■ **EXERCISE DESCRIPTION**
Nothing but the line containing "Target: white cloth napkin" and the lines after it in the entries below should appear, each repeated exactly.

■ **DATA TO PROCESS**
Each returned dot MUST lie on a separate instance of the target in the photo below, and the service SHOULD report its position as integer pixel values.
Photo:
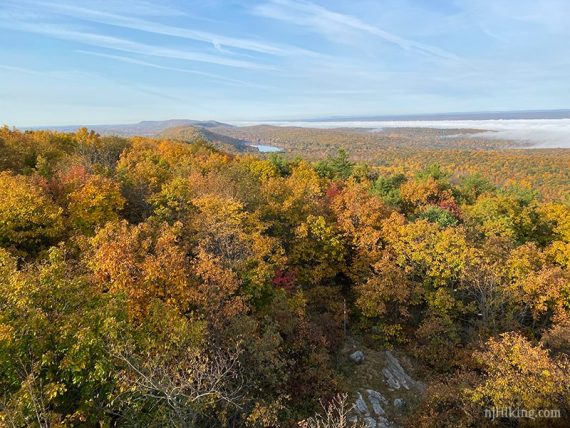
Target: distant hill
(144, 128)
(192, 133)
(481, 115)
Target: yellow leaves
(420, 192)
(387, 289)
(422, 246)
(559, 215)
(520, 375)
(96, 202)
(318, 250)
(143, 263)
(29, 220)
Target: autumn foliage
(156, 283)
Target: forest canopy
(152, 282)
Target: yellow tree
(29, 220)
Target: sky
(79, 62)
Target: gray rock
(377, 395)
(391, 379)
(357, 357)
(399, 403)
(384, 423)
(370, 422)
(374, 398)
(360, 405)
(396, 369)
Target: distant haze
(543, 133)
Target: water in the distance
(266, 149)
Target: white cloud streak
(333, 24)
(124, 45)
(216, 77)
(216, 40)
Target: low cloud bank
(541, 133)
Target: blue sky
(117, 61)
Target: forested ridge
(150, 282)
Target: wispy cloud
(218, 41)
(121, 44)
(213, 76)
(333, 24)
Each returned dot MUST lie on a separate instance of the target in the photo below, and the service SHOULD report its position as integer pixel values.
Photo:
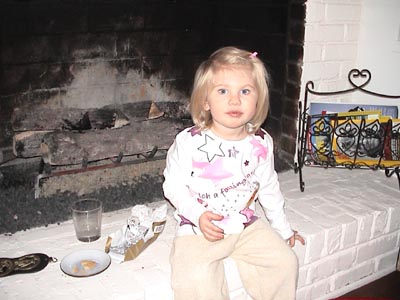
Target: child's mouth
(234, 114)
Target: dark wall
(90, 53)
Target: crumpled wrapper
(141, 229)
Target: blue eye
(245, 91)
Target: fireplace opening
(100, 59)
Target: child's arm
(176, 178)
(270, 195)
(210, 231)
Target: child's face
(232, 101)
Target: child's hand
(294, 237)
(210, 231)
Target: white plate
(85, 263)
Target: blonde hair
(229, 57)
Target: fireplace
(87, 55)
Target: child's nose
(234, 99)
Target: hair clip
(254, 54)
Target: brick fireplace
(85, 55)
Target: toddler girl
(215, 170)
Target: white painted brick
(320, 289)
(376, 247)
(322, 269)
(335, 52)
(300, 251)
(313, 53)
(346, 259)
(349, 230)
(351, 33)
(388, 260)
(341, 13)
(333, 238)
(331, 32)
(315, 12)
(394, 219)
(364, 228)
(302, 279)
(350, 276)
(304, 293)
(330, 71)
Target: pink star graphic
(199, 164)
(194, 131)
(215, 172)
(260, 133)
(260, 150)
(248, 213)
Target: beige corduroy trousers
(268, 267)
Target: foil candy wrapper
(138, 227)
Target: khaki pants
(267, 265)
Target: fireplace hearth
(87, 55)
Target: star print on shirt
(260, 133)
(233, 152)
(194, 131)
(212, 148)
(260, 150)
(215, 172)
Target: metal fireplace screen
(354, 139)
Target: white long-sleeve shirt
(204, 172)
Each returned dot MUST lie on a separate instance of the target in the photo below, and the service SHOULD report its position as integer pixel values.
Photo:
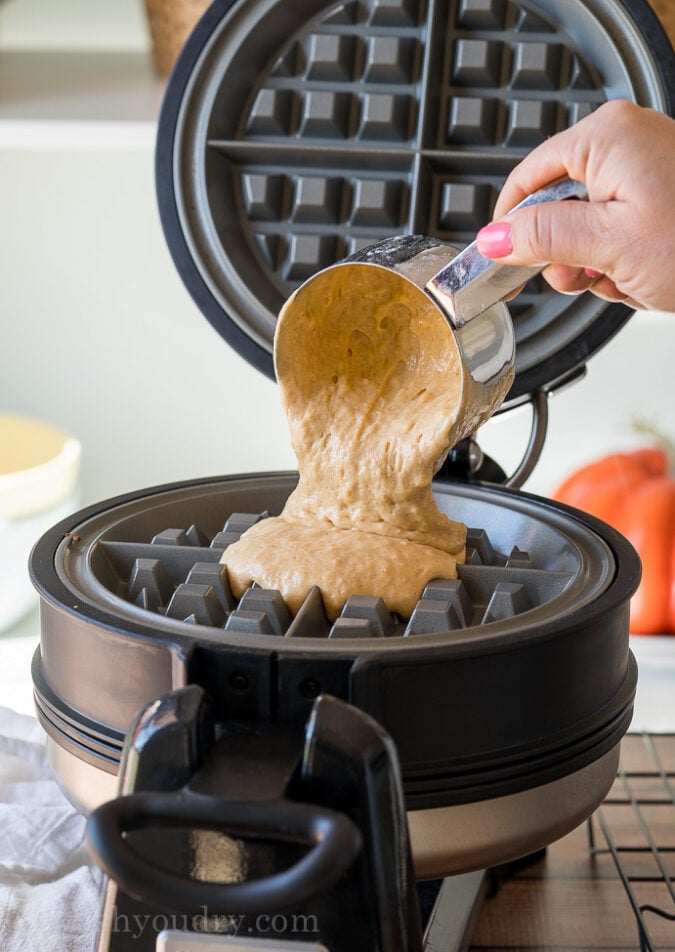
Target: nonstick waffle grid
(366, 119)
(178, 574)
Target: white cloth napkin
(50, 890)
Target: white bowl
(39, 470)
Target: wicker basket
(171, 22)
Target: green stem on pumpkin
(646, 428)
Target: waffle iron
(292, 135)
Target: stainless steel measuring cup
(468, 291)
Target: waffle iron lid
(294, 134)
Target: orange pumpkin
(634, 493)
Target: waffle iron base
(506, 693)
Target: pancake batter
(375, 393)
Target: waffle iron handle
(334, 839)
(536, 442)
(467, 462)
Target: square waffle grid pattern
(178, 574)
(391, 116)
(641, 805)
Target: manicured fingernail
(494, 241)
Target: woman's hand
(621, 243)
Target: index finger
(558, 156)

■ **EXERCISE RESPONSE**
Target: white cloth napkin
(50, 890)
Target: white bowl
(39, 470)
Target: wicker basket
(171, 22)
Target: green stem on pumpkin
(646, 428)
Target: waffle iron
(292, 135)
Target: stainless steel measuring cup
(468, 291)
Target: waffle iron lid
(294, 134)
Target: orange pumpkin
(634, 493)
Target: waffle iron base
(506, 693)
Target: pancake batter
(375, 393)
Target: waffle iron handle
(334, 839)
(536, 442)
(467, 462)
Target: square waffle grid pattern
(178, 574)
(391, 116)
(641, 805)
Target: manicured fingernail
(494, 241)
Target: woman's hand
(621, 243)
Target: index finger
(558, 156)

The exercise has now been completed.